--- Stored records ---

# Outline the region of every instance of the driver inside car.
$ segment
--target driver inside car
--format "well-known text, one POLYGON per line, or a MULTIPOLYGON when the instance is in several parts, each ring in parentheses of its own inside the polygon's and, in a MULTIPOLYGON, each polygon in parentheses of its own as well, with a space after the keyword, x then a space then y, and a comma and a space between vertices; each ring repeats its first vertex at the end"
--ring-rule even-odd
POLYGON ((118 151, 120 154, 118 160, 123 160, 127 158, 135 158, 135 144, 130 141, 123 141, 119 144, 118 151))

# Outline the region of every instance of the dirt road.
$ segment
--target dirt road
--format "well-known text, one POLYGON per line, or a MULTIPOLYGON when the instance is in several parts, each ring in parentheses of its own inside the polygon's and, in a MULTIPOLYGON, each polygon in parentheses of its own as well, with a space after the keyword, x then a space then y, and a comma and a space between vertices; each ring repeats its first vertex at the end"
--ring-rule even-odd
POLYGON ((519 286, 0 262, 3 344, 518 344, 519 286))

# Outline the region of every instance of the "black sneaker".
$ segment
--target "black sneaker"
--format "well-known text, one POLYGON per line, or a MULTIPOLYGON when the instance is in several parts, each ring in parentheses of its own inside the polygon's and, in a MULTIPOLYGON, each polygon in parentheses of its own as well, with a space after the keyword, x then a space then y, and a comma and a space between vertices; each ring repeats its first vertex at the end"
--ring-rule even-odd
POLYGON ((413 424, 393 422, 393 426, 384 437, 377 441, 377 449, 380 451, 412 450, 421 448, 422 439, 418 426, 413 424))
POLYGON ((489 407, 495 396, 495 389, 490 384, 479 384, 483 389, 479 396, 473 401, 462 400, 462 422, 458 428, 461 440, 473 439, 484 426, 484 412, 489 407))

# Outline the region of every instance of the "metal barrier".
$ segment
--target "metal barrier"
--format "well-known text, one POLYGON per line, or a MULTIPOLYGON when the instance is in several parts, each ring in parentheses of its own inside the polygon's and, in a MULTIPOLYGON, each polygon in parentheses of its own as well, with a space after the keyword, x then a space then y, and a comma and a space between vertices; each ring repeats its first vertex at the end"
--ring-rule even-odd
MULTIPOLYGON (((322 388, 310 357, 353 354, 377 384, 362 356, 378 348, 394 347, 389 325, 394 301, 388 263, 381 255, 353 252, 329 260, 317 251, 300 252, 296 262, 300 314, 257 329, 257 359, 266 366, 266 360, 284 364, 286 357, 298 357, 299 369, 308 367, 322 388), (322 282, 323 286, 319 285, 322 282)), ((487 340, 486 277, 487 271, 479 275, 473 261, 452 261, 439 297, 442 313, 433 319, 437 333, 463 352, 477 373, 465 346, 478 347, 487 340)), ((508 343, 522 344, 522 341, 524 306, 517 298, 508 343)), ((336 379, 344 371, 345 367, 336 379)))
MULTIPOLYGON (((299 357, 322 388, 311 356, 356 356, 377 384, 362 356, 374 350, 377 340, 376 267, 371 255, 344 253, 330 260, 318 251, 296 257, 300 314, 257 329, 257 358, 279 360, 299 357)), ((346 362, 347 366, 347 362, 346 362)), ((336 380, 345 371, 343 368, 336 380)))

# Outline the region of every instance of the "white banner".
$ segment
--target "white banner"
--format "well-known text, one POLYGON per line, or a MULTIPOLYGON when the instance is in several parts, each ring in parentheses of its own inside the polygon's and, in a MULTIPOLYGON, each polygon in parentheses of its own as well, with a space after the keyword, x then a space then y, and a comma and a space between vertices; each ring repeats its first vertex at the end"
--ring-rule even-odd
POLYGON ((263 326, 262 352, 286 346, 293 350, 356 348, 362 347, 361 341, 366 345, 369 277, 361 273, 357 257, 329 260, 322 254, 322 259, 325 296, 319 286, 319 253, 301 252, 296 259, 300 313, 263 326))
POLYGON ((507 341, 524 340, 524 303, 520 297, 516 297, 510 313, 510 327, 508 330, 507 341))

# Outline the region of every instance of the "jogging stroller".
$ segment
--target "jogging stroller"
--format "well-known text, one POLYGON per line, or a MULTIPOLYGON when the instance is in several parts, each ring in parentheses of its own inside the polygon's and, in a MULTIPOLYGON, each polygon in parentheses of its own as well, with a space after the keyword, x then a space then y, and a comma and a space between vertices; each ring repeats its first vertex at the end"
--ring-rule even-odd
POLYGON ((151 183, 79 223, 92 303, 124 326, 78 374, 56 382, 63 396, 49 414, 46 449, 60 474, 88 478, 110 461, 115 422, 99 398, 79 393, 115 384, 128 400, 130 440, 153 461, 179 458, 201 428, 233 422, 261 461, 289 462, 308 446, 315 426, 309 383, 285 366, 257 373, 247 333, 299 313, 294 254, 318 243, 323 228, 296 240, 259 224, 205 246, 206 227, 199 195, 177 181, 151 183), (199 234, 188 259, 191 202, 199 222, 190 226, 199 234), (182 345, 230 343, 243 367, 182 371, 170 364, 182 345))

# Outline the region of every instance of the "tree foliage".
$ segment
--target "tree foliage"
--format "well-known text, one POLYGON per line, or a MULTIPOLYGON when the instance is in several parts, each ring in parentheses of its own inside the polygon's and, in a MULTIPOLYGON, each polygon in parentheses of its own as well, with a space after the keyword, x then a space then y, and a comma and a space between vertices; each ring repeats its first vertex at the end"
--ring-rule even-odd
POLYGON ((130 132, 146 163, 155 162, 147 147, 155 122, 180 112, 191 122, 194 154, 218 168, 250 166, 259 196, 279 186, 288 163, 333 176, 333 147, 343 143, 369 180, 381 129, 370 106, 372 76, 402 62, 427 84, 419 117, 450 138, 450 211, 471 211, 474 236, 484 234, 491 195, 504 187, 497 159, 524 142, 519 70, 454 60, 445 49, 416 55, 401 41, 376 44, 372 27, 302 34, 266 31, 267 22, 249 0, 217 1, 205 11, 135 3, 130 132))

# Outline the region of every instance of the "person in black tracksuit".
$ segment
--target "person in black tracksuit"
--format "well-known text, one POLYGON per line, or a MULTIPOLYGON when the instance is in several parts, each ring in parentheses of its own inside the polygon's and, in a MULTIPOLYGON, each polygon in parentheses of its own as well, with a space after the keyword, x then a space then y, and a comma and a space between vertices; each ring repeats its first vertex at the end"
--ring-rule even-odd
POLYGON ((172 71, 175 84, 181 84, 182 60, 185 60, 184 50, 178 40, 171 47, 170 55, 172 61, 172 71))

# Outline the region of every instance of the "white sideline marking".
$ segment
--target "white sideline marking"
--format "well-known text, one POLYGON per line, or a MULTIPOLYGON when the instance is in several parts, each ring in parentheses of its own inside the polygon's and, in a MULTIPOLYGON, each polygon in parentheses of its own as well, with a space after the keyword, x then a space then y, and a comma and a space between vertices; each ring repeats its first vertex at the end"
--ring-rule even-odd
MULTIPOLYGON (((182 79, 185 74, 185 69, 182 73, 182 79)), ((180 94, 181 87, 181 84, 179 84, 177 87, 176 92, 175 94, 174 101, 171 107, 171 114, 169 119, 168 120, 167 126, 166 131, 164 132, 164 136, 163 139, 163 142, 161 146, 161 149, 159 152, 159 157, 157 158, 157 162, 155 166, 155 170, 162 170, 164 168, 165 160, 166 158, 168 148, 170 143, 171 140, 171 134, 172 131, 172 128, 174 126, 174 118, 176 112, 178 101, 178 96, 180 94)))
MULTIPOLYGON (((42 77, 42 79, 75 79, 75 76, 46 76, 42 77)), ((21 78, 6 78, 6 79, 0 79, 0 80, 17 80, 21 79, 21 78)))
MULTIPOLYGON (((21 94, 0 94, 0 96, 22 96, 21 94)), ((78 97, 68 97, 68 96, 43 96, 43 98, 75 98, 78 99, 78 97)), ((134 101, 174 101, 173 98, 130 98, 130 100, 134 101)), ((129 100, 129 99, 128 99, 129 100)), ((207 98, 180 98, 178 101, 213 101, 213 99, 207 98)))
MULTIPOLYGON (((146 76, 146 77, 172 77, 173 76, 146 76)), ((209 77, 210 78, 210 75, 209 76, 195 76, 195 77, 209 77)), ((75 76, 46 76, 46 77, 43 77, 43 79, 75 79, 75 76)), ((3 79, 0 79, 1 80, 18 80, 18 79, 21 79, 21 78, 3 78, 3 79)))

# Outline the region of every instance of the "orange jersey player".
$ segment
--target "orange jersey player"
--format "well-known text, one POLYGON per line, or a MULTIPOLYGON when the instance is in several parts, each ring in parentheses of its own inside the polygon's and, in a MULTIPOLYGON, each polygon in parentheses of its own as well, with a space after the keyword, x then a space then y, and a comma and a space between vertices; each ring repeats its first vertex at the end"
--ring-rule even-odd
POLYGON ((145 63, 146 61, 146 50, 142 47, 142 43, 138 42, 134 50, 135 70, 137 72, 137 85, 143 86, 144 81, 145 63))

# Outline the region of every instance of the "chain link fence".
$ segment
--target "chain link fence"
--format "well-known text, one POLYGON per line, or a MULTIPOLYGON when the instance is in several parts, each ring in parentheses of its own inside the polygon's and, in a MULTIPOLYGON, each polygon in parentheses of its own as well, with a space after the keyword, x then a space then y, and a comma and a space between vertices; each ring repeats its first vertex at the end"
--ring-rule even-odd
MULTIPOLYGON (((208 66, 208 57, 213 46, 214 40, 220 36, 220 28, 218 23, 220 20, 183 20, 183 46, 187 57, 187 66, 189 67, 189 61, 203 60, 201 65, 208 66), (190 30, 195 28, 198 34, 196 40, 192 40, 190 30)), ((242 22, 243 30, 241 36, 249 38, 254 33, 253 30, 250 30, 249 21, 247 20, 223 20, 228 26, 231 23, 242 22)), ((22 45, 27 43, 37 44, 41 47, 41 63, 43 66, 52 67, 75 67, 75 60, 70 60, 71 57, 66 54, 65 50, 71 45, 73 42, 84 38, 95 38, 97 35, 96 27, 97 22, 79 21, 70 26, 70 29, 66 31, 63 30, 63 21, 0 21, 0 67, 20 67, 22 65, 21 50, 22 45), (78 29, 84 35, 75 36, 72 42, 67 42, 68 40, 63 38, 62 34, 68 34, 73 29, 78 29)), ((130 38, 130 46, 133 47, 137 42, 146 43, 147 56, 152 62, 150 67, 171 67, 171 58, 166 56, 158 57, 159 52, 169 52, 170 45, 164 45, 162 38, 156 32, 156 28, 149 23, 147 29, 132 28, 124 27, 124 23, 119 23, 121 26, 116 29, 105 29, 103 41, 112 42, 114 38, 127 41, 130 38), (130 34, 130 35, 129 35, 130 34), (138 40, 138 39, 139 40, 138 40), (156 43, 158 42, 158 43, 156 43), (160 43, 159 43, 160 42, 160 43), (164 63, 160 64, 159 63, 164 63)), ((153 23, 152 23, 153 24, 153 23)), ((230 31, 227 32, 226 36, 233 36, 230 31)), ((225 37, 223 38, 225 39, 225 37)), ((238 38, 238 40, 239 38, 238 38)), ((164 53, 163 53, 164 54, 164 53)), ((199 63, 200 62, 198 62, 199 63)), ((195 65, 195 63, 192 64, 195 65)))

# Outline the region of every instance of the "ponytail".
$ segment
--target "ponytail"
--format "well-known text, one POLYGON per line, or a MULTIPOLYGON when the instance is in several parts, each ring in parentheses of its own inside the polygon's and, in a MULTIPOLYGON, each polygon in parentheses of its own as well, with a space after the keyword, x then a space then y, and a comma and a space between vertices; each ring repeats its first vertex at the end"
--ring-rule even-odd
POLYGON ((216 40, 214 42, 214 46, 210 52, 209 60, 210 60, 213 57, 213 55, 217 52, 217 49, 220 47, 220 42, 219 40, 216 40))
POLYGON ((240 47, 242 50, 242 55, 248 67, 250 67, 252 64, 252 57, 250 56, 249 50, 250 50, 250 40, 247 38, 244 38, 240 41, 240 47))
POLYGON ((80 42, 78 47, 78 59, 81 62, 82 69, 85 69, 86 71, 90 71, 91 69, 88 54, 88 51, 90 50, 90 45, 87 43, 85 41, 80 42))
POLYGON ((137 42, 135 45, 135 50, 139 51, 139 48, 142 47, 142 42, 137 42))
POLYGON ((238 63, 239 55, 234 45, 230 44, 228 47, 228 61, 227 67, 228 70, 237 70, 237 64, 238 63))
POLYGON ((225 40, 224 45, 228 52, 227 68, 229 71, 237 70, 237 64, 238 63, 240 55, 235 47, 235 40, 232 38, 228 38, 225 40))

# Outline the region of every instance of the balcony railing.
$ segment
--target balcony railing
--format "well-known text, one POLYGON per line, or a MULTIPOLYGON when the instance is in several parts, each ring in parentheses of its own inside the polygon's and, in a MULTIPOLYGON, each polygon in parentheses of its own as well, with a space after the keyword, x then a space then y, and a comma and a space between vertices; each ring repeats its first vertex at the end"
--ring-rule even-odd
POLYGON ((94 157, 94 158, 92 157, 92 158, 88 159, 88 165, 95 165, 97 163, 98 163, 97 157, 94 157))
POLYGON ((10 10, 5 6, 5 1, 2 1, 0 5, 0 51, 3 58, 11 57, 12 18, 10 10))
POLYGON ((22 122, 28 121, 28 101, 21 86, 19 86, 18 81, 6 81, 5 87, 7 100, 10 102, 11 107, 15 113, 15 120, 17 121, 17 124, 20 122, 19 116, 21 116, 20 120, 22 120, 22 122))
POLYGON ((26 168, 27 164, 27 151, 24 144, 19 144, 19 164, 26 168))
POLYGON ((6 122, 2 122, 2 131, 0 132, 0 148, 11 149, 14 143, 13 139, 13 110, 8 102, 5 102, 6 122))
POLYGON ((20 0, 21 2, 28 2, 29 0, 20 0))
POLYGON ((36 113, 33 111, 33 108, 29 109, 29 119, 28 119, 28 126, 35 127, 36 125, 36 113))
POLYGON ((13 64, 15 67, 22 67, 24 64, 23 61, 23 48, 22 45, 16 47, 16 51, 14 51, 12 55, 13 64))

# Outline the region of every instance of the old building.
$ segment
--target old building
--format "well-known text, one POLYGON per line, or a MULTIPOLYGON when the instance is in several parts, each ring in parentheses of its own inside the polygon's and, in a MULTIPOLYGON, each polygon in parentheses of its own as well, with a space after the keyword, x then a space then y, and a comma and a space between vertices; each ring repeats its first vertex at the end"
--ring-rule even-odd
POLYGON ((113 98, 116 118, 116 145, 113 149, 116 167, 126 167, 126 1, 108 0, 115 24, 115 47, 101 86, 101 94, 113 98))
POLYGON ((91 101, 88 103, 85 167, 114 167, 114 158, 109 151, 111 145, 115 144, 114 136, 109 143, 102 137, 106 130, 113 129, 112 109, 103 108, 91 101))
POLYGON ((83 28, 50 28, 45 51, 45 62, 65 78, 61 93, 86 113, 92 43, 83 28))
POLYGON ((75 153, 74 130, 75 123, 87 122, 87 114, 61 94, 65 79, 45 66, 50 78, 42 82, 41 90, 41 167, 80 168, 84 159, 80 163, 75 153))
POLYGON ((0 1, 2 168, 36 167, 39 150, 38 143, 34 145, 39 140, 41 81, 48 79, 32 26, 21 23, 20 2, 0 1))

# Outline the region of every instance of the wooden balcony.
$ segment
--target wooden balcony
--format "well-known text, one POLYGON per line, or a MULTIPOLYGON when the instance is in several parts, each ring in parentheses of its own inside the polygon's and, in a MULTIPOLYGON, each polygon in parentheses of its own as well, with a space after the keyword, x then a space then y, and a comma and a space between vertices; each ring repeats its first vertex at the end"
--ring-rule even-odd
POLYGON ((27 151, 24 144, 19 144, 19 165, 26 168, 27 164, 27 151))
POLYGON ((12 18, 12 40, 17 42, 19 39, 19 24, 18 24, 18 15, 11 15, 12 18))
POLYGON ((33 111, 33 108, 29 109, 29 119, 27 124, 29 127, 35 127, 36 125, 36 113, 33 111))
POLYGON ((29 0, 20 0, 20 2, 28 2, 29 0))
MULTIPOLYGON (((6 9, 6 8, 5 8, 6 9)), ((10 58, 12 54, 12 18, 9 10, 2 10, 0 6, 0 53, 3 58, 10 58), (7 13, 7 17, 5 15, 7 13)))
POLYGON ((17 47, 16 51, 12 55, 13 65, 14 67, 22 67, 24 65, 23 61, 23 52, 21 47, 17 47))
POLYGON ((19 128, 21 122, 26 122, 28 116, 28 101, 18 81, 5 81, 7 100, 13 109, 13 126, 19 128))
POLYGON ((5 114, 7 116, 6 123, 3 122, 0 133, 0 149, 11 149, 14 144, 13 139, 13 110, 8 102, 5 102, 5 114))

---

(Task prompt)
Turn the lines from the start of the material through the line that contains "--target driver inside car", both included, into a JSON list of strings, one string per line, with blank lines left out.

(Exercise output)
[
  "# Outline the region of every instance of the driver inside car.",
  "$ segment",
  "--target driver inside car"
]